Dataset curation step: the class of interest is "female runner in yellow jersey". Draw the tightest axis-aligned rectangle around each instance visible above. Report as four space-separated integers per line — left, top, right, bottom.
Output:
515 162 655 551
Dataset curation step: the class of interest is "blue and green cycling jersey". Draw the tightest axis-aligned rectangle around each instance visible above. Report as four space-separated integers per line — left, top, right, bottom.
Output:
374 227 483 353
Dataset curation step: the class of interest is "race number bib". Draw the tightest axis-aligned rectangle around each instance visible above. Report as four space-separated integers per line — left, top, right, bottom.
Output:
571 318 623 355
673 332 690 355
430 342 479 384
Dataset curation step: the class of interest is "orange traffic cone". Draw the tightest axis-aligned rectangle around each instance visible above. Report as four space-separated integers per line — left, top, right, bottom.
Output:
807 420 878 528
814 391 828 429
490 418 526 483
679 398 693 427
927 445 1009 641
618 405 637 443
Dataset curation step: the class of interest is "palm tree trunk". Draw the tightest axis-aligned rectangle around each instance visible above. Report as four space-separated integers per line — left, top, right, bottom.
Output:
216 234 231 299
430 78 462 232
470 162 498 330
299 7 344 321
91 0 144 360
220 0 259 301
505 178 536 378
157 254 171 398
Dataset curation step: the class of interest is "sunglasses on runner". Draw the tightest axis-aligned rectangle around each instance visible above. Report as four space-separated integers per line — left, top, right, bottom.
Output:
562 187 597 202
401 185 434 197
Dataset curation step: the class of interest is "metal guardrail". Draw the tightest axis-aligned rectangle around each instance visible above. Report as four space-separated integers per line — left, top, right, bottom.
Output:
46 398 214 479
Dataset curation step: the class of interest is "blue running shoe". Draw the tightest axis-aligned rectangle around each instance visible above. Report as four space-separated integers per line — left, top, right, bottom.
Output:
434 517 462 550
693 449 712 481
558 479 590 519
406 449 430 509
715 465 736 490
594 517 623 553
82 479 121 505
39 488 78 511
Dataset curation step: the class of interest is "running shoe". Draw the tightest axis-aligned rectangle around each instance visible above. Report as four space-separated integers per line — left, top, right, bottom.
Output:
::::::::
> [GIVEN PROBLEM]: Reproduce the whole listing above, substituting "target category" for each occurrence of "class of interest" and leaving everything else unchanged.

> [SOLUTION TO THIS PROBLEM]:
Dataset curation step: the target category is "female runner in yellow jersey". Draw the tightest axis-aligned rectangle around each instance visible above. Report as four space-separated integers per line — left, top, right, bottom.
Output:
515 162 655 551
Dataset curation step: the target category is "blue and green cycling jersey". Draw the tightest axis-aligned rectangle around each instance visible above. Report as four space-separated integers per line — left, top, right, bottom.
Output:
374 227 483 353
Dataset curation step: the target category is "race number bib". Draw the tightest axis-aligned rectangle around each instance visible above. Report as four space-separated integers per line — left, top, right, bottom.
Output:
571 318 623 355
673 332 690 355
430 342 479 384
Dataset curation step: the target category is "orange traffic cone". Draw the tightest axis-aligned rectangle around each instance visible above. Report as four space-separated integers per line — left, top, right, bottom.
Output:
807 420 878 528
814 391 828 429
490 418 526 483
679 398 693 427
927 445 1009 641
618 405 637 443
Dataset curation step: the target category is "palm tree trunk". Draw the tightest axis-aligned rectangle around each instance visible above. Report as four space-separated integers per line — left, top, right, bottom.
Output:
216 234 231 299
430 78 462 232
470 162 498 330
299 7 344 321
91 0 144 360
220 0 259 301
505 178 536 378
157 254 171 398
Dataset curation step: the target category is "sunglasses on runner". Draw the tightest axis-aligned rectangle around each instance visible above. Report as four space-separated integers per line — left, top, right, bottom.
Output:
562 187 597 202
401 185 434 197
Dataset curation step: the target category is "metal guardrail". Draw the tightest axis-aligned rectangle around each instance visible above. Report as four space-separated integers per line — left, top, right, bottom.
Output:
46 398 214 479
Dataset curation step: the target category is "blue running shoe". Draw the tightest axis-aligned rectangle around each instance visible above. Report as four space-separated integers per line — left, top, right, bottom.
Output:
434 517 462 550
693 449 712 481
558 479 590 519
406 449 430 509
715 465 736 490
594 517 623 553
82 479 121 505
39 488 78 511
Dataset curation step: the target category is "running shoe". Draw the tightest axis-aligned rectangle around each instance visible above. Report as four space-separated integers per line — left, top, right, bottom.
Output:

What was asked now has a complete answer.